Annotation data for object locations:
=======

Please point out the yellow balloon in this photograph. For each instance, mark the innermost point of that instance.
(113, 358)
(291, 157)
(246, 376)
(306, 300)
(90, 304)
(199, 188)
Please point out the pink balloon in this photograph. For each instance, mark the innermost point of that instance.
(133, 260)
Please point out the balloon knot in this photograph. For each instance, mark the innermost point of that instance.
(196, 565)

=======

■ PROBLEM DESCRIPTION ■
Return all of the items above verbatim, line for line, without changing anything.

■ EXERCISE RESULT ■
Please point out the yellow balloon in this photograph. For each instance, mark the innermost point of that instance.
(113, 358)
(291, 157)
(246, 376)
(306, 300)
(90, 304)
(199, 188)
Please point out the pink balloon in this photograph. For each instance, mark the innermost point of that instance.
(133, 260)
Please point out the balloon knot in this photograph. For each instance, mark the innermost point of that instance.
(196, 565)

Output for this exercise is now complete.